• [Stated exercise]: Lay out all the records below as a two-column CSV with columns named text and answer, one row per record. Put each value in a single quoted field and replace any line breaks with spaces.

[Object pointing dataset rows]
· · · · ·

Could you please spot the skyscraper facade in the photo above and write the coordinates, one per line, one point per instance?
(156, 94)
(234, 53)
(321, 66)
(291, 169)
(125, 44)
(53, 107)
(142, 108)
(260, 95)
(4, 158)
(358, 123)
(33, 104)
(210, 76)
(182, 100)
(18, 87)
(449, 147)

· · · · ·

• [Finished answer]:
text,answer
"Could you please spot the skyscraper facade in the photo above and write the coordinates, one per line, one point per instance?","(156, 94) (234, 53) (321, 66) (291, 169) (125, 44) (53, 107) (142, 108) (260, 95) (4, 158) (358, 123) (33, 104) (210, 76) (182, 100) (18, 87) (449, 147)"